◆ Records for processing
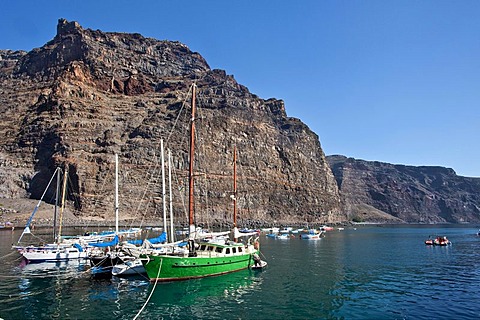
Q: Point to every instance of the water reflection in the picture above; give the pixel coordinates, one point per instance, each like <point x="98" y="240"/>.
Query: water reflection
<point x="204" y="298"/>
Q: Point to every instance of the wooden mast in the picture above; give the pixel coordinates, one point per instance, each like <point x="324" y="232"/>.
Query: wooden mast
<point x="191" y="207"/>
<point x="235" y="229"/>
<point x="234" y="186"/>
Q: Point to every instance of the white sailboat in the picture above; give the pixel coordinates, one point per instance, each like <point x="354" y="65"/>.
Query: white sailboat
<point x="57" y="251"/>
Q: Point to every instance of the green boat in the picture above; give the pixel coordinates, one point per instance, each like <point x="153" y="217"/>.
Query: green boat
<point x="215" y="256"/>
<point x="208" y="259"/>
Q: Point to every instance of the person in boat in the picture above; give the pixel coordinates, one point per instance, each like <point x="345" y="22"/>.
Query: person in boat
<point x="256" y="259"/>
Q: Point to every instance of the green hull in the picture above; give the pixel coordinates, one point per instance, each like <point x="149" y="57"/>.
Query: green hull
<point x="173" y="268"/>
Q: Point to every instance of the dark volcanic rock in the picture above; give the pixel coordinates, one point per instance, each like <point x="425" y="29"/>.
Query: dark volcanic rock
<point x="87" y="95"/>
<point x="412" y="194"/>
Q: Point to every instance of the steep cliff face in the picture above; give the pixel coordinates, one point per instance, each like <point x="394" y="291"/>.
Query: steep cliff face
<point x="87" y="95"/>
<point x="381" y="191"/>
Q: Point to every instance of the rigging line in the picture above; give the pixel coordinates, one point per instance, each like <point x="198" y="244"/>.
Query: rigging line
<point x="8" y="254"/>
<point x="179" y="113"/>
<point x="156" y="162"/>
<point x="200" y="162"/>
<point x="180" y="189"/>
<point x="151" y="293"/>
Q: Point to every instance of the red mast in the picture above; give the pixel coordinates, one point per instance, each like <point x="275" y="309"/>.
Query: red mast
<point x="191" y="205"/>
<point x="234" y="186"/>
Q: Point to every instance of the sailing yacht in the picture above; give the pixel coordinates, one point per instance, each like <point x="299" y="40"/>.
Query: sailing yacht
<point x="203" y="258"/>
<point x="58" y="251"/>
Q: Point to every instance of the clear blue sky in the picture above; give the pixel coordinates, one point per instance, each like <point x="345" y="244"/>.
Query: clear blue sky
<point x="392" y="81"/>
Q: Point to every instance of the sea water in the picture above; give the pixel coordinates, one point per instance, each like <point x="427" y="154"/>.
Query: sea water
<point x="368" y="272"/>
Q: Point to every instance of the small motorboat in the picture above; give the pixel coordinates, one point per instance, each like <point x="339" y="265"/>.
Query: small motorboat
<point x="131" y="267"/>
<point x="259" y="266"/>
<point x="438" y="241"/>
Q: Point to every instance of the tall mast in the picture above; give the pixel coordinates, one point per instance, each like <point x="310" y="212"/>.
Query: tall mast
<point x="171" y="196"/>
<point x="191" y="208"/>
<point x="234" y="186"/>
<point x="57" y="198"/>
<point x="235" y="229"/>
<point x="164" y="194"/>
<point x="116" y="194"/>
<point x="62" y="208"/>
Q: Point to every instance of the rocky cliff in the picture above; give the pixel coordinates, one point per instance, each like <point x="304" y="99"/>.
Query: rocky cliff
<point x="376" y="191"/>
<point x="86" y="95"/>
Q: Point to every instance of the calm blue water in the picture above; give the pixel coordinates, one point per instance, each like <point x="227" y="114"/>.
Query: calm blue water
<point x="369" y="273"/>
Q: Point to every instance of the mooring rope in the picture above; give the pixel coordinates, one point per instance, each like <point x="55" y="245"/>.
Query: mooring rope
<point x="151" y="293"/>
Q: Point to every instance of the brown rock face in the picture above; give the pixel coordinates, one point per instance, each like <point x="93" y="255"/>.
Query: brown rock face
<point x="87" y="95"/>
<point x="379" y="191"/>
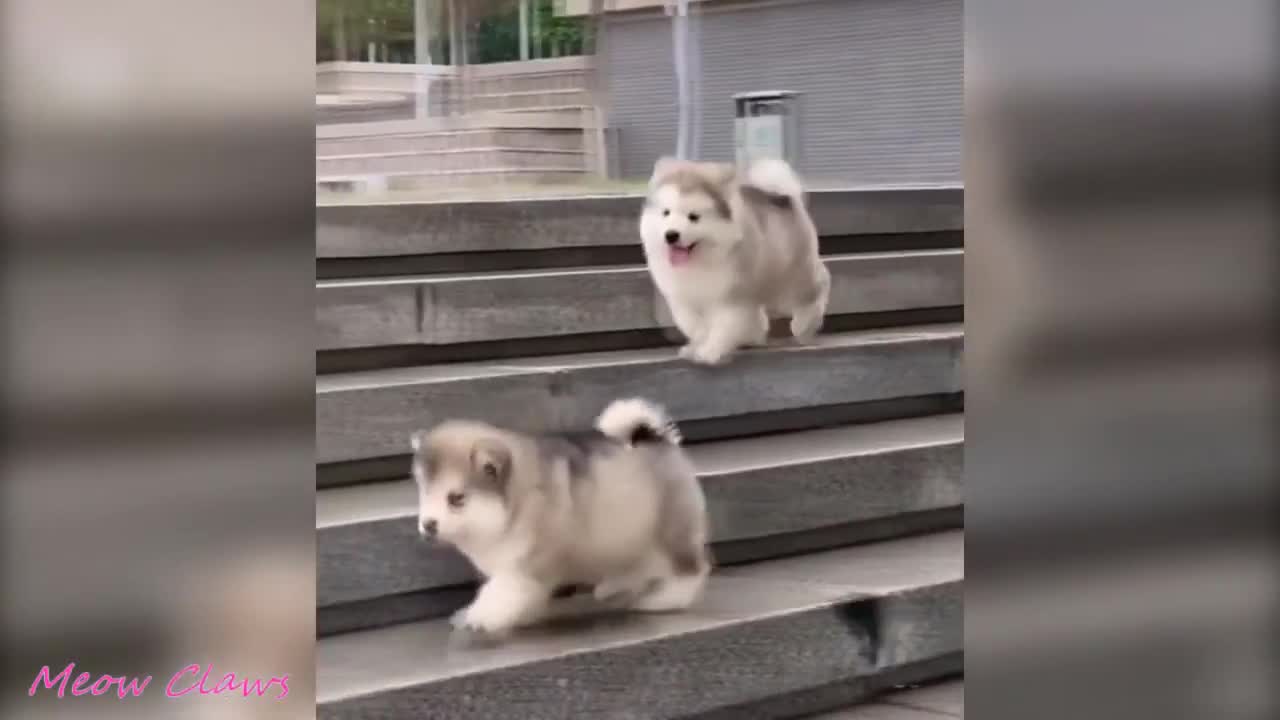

◆ Exercise description
A word-for-word copy of the lines above from the one with "Query: white sailboat" through the one with "Q: Point to every instance of the person", inclusive, is the only output wanted.

◆ Exercise output
Query: white sailboat
<point x="57" y="251"/>
Q: Point to every instance of the green boat in the picture above; give the pixel coordinates, one point per instance, each like <point x="153" y="217"/>.
Query: green boat
<point x="215" y="256"/>
<point x="208" y="259"/>
Q: Point to every instance of the person in boat in the picture above; give the pixel coordinates, one point per instance, each like <point x="345" y="22"/>.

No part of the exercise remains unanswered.